What the exercise asks:
Give the listing below again exactly, but without any of its pictures.

Excerpted data:
--- --- ---

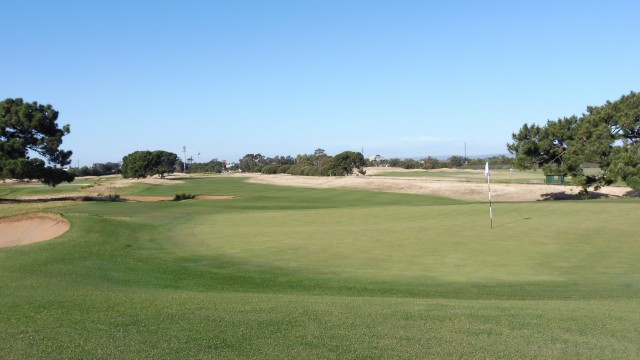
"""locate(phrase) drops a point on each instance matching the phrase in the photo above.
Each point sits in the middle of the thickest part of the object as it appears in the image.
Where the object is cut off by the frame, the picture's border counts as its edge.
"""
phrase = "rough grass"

--- --- ---

Exercise output:
"""locate(phrase) drops a point on each instance matching the phrase in the photo above.
Each point sits in the middle of the thickest part of the object as it appears in the image.
Where the object is cut off by the frame, the picture's border counts as its edge.
"""
phrase = "rough grass"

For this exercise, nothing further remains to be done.